┌─ SUPPLIED PASSAGE
Any takers for either problem?

----------

## VanDan

Bump!

Come on. Surely someone else is pissed at famd. It keep making nautilus hang on ALL PCs I set up. But it's just so handy to have...

Anyone?

----------

## omschaub

I am having very similar problems with famd.. if you figure anything out, please post it here.. thanks

----------

## cca

I also have the problem with the courier-imapd, I disabled famd support in courier for now until a solution is found. Note that the "fam" USE flag in on by default in the 2004.3 profile and has to be disabled in make.conf

----------

## meulie

bump!

Any news on this issue? It still occurs on my system...   :Confused: 

----------

## CarlUman

What is fam used for?  I'm setting up my server and have -* in my use flags and fam is not included so I'm not using fam support.  What things will this enable for me?

Thanks

Carl

----------

## kashani

fam allows faster notification of new emails because the fam daemon constantly watches for filesystem activity. However most imap users check their mail every minute anyway so it's a bit pointless.

I'd suggest dumping it as you really don't need it most of time. And I really don't like having portmap on my systems if I can help it. And I've generally had problems making fam run normally too.

kashani

----------

## CarlUman

Thanks much for the info  :Smile: 

No fam for me  :Wink: 

----------

## UberLord

Use gamin instead - no need for portmap to run then. Provided you have no need for the networking stuff that fam provides (and you're probably not, even on servers) then it should just work. As it's a pure library, there is no init script for it either.

----------

## f1n4rf1n

Same problem here..   :Mad: 

Despite of gamin being unstable I'll give it a try on our production system..

----------

## jollyrogr

famd seems to be really slowing my machine down as well.  I've had to restart famd twice today just so I could login to courier-imap.

I think its time to dump famd and re-emerge courier-imap sans fam.

----------

## f1n4rf1n

gamin works a little better but since my last post I had to kill a gamin-lib process twice which was running at 100% and doesn't allowed the user to log on..
└─
┌─ ENTRIES SHOWN
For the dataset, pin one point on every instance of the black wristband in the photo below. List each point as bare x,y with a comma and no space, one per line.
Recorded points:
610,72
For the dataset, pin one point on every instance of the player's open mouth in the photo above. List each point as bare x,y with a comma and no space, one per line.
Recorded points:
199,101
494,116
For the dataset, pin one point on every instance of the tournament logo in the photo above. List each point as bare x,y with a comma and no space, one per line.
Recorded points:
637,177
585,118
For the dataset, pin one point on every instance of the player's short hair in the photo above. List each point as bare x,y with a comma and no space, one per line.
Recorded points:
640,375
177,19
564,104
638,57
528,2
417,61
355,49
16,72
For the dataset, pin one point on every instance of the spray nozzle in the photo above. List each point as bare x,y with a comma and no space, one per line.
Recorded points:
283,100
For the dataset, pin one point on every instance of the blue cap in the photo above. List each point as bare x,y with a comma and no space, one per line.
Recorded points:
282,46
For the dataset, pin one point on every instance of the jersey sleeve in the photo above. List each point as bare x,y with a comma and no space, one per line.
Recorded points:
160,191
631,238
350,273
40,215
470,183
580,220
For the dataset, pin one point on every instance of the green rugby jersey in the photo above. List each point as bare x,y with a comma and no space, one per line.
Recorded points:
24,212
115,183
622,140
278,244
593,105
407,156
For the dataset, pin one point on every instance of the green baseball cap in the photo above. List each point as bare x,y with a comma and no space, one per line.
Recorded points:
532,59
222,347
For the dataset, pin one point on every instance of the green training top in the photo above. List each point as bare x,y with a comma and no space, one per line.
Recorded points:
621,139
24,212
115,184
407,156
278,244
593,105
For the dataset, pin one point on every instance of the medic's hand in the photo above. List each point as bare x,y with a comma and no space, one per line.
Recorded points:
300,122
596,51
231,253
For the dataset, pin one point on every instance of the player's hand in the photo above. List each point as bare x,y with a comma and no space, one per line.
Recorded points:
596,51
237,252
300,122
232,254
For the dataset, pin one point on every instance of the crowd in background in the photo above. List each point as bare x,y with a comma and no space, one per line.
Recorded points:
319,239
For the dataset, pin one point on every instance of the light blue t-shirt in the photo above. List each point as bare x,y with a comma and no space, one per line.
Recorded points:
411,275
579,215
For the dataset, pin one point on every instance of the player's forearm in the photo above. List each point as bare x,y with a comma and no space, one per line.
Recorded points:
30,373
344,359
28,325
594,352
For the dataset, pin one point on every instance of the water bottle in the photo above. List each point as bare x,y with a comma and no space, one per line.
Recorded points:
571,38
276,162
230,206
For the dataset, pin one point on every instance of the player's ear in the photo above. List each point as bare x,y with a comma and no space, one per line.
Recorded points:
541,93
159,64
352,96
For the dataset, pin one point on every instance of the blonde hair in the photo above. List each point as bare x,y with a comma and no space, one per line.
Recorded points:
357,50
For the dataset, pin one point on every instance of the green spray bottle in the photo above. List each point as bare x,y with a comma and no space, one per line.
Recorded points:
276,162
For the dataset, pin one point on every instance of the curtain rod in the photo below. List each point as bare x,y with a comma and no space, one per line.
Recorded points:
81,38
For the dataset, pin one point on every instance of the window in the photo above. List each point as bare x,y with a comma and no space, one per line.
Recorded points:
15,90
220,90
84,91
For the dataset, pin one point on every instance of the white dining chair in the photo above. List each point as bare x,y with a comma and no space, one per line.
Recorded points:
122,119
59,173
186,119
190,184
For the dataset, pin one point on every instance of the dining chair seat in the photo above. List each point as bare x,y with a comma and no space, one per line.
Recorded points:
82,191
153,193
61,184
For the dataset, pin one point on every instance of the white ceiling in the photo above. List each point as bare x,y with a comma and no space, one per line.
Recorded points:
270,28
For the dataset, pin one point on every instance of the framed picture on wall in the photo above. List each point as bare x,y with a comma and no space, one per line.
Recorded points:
└─
STATED PROBLEM 1 -> Filter the records down to the lines that contain the word "bottle", and copy each such line unchanged.
STATED PROBLEM 2 -> Carry the famd forum thread further, starting right after its final post.
The famd forum thread and the records have no connection to each other.

TASK RESULT 1 ->
For the dataset, pin one point on every instance of the water bottle in the photo above. List each point as bare x,y with a comma and no space, one per line.
For the dataset, pin one point on every instance of the green spray bottle in the photo above. List each point as bare x,y with a comma and no space, one per line.

TASK RESULT 2 ->
----------

## Gabrys

Hey guys. I'm not using FAMD for email-notifying, but I have it loaded to default runlevel as some applications get use of it. I remember having such problems some big time ago with other distribution. Now I have Gentoo and the problem is the same. It uses 99% CPU after a few hours (more or less, it seems to be random). I have upgraded famd to the newest (testing) version in portage and the problem still remains! The only solution for me seems to be restarting famd, say every hour or disabling famd at all.

Any news about it?

----------

## revertex

3 years using linux and just only today i've discovered that i forgot to put famd to default runlevel.

Fam is installed,  but i never used famd before.

I guess was missed nothing not using fam as daemon in my desktop.

any good in use famd in desktop or is it only usefull for servers?

----------

## Gabrys

It is kinda' useful. Some application use FAM to get the info of when files are modified. But, there is GAMIN which does the same without making such piece of troubles that FAM does. Anyways, do you guys have idea of how to make FAM work corretly?

----------

## revertex

Thank's Gabrys.

Just now i figured that there's a bunch of konqueror and k3b features like mount partitions and refresh cds that only works with famd running.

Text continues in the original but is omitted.